··· FRAGMENTO SELECCIONADO ···

Sé que a veces soy un poco frío, me cuesta la vida misma exteriorizar mis emociones. Una buena amiga me descubrió que es esa la razón por la que escribo. Pongo en negro sobre blanco mis sentimientos, lo que a veces de otra forma no sé o no puedo expresar. Siempre que algún acontecimiento me agrada o me desagrada de forma significativa y me toca el corazón acabo sentado con un montón de notas emborronadas de forma apresurada y con la pantalla en blanco de mi ordenador esperado a que vomite sobre ella todas esas ideas aparentemente inconexas que me atormentan y que finalmente se configuran en forma de una casi confesión. (Huérfanos de Campillos)

miércoles, 14 de marzo de 2012

De cómo conocí al Pancho. Un cuento campillero en tres actos.


Acto primero. Del horrible gusto de mi padre por las prendas de vestir infantiles que me compraba.

Me permitiréis que, antes de entrar en materia campillera y para una mejor comprensión de los hechos que voy a referir, os describa de forma breve  la difícil relación que mantenía con mi padre (que en Gloria esté) por su pésimo gusto (pésimo tirando a horroroso) en lo tocante a vestuario infantil y en cómo pensaba él que mi hermano (cinco años menor que yo) y un servidor debíamos ir vestidos. Os pondré algunos ejemplos para que lo entendáis.

···

TAREAS >>
(a) Responda a partir del relato campillero:
(i) ¿Quién descubrió la razón por la que se escribe, según el párrafo inicial?
(ii) ¿En cuántos actos se divide el cuento?
(iii) ¿Cuántos años menor es el hermano mencionado?
(b) Reanude el relato campillero a continuación de su última oración.

··· INFORMACIÓN REGISTRADA ···

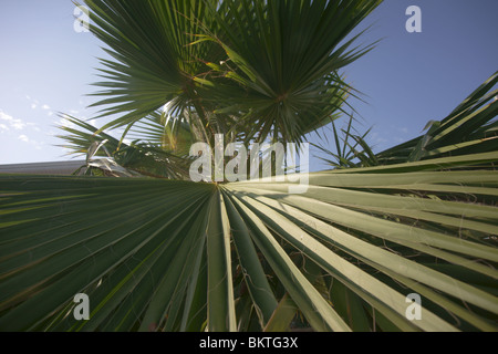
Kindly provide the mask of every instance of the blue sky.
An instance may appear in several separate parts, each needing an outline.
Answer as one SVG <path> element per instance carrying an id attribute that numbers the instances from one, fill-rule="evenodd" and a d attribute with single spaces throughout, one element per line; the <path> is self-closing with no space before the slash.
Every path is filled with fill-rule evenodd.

···

RESPUESTAS EN ORDEN >>
(a)
(i) Una buena amiga.
(ii) En tres actos.
(iii) Cinco años menor.

(b)
Diez añitos yo, cinco mi hermano. Cursaba 5º de EGB en un conocido colegio de curas de Málaga. Y aparece mi padre con dos cazadoras cortas de tono azulado metálico.
¡¡Hijos, - nos dice muy ufano él - , estas son las cazadoras que llevan los pilotos de carreras!!. 
Saca la cazadora de mi hermano y en pecho llevaba un escudo de Ferrari, Precioso. Y saca la mía y tal y como yo me temía el escudo de la que iba a ser mi cazadora no era de Ferrari. Era un escudo de Gordini.
-          ¿Pero papá, cómo se te ocurre comprarme esto? ¡¡Los otros niños se van reír de mí. El Gordini es una porquería de coche!!
-          No hijo no -contestó adoptando un aire de suficiencia que me ponía los pelos de punta- ¡Es que es un Gordini de rally.!
Un poco confundido tomé mi cazadora, con infinita desconfianza debo añadir, y me fui al colegio de curas (agustinos con mucha mala leche por cierto) con la dichosa prenda puesta .  Aquel aciago día de mi niñez aprendí dos cosas que no he olvidado:
1)      Que el Gordini efectivamente era una mierda de coche.
2)      Que mi padre tenía una peligrosísima habilidad para mentirme y llevarme al huerto.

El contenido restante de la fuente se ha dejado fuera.